Devlet Bahçeli, the leader of Turkey’s Nationalist Movement Party (MHP) and a key political ally of President Recep Tayyip Erdoğan, has sharply criticized parts of Pope Leo XIV’s visit to Turkey, accusing the pontiff of disseminating “hidden propaganda” through religious ceremonies that he said had unsettled segments of the Turkish public, Turkish Minute reported.
In an interview with the pro-MHP Türkgün daily published on Thursday, Bahçeli said his party did not object to the pope’s official, state-level meetings, including talks with Erdoğan in Ankara, but drew a strict line at what he called “show-driven religious and historical rituals” performed in the pope’s role as spiritual head of the Catholic Church.
The pope visited Turkey from November 27-30 on his first overseas trip, meeting with President Erdoğan in Ankara before traveling to İznik in western Turkey to commemorate the 1,700th anniversary of the Council of Nicaea and later saying Mass for 4,000 people in İstanbul.

• [What to work on]: Write out the passage of the news report above between "Devlet Bahçeli, the" and "the Catholic Church.", inclusive, reproducing its wording precisely.

• [Information supplied]:
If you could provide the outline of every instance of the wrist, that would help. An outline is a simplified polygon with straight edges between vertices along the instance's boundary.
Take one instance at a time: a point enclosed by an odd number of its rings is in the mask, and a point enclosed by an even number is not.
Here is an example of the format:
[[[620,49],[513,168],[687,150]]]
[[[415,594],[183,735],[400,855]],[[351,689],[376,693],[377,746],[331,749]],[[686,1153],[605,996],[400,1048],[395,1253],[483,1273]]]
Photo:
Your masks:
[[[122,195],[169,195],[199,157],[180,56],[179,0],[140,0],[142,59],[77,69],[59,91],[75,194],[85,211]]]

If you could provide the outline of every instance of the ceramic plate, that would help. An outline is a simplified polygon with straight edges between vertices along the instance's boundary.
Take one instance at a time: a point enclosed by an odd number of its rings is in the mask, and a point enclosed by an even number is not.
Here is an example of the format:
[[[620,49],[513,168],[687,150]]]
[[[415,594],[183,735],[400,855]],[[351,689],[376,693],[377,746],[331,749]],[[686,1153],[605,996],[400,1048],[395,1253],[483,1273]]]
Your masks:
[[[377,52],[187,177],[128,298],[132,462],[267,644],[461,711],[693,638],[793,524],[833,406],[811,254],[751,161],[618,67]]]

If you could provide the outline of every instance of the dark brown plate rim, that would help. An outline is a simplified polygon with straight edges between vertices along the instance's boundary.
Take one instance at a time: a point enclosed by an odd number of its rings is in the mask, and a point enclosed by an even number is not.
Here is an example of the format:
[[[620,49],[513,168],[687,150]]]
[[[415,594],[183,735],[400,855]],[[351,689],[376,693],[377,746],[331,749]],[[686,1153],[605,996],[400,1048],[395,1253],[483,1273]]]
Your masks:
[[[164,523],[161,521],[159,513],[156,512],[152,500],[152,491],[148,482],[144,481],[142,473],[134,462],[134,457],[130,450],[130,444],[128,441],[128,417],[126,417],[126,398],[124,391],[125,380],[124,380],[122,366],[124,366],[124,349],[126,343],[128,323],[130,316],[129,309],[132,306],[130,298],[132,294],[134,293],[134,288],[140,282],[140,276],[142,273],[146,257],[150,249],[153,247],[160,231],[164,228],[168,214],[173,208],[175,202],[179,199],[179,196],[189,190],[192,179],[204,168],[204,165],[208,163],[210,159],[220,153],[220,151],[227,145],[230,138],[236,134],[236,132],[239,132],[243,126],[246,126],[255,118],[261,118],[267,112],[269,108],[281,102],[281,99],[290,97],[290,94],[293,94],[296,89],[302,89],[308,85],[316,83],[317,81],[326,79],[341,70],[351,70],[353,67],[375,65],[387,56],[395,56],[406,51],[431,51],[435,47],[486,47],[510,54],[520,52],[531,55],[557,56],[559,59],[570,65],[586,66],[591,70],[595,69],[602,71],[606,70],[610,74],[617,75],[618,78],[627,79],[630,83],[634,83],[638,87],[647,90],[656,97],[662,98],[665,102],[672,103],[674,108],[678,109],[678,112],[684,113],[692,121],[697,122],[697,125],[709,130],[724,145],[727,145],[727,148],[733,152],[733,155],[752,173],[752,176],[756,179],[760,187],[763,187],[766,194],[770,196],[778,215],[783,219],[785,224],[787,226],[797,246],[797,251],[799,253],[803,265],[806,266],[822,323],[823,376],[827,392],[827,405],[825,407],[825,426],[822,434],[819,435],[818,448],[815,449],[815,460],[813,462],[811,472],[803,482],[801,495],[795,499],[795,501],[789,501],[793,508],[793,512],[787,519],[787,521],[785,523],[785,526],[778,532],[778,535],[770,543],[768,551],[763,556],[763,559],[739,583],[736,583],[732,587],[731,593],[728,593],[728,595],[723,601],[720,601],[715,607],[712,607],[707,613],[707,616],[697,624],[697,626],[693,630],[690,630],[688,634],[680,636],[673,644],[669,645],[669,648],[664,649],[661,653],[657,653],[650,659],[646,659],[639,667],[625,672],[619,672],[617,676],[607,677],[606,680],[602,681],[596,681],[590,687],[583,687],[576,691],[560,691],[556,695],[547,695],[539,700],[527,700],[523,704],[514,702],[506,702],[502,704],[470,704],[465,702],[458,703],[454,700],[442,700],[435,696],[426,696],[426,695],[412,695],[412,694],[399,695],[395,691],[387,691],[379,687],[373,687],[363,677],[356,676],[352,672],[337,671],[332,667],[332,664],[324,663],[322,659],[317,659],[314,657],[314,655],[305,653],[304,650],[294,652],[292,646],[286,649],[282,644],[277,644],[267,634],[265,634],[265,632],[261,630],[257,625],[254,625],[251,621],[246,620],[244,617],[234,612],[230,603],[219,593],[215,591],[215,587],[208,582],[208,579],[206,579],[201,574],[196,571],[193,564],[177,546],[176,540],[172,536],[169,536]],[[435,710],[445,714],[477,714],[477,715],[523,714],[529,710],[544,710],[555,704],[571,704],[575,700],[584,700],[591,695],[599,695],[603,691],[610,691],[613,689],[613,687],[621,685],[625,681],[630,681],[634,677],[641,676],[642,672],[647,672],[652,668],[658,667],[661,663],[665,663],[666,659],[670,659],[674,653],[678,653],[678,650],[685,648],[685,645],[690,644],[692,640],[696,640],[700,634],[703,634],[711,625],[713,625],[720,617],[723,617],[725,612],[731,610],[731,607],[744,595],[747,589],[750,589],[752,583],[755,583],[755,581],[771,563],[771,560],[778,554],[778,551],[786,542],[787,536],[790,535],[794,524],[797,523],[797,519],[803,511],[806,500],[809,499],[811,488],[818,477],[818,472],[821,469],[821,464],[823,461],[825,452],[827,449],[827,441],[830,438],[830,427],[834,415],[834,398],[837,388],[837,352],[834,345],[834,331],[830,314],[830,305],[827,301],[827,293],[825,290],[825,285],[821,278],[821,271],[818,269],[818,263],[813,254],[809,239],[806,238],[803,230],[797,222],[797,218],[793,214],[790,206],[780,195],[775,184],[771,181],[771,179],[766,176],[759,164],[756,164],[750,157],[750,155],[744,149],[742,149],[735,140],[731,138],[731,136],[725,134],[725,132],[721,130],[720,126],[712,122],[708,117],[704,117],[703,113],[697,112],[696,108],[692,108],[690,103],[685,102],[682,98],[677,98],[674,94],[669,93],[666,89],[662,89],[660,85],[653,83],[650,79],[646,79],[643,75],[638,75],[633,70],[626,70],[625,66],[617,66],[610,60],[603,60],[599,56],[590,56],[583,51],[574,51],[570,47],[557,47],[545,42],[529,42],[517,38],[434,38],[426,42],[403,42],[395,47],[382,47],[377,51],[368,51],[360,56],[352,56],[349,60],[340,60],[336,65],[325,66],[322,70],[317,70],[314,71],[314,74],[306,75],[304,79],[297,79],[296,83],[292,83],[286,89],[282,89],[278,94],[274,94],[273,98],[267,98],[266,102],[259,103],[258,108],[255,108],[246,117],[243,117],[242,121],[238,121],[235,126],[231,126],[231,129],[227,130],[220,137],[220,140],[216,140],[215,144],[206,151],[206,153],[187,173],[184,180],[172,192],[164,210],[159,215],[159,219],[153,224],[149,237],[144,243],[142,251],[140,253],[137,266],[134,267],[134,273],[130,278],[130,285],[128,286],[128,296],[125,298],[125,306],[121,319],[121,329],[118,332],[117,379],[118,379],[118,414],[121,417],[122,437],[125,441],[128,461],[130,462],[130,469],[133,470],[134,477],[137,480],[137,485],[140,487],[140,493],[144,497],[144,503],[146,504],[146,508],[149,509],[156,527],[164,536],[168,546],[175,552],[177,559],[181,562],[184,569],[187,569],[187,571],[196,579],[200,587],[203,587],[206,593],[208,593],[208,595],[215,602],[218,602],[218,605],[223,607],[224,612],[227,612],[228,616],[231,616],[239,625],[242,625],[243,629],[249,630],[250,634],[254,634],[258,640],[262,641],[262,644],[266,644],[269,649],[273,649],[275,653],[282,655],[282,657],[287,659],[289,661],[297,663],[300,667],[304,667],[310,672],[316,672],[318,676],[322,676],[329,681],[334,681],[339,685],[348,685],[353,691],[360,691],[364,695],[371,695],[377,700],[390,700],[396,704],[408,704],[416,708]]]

• [Final result]:
Devlet Bahçeli, the leader of Turkey’s Nationalist Movement Party (MHP) and a key political ally of President Recep Tayyip Erdoğan, has sharply criticized parts of Pope Leo XIV’s visit to Turkey, accusing the pontiff of disseminating “hidden propaganda” through religious ceremonies that he said had unsettled segments of the Turkish public, Turkish Minute reported.
In an interview with the pro-MHP Türkgün daily published on Thursday, Bahçeli said his party did not object to the pope’s official, state-level meetings, including talks with Erdoğan in Ankara, but drew a strict line at what he called “show-driven religious and historical rituals” performed in the pope’s role as spiritual head of the Catholic Church.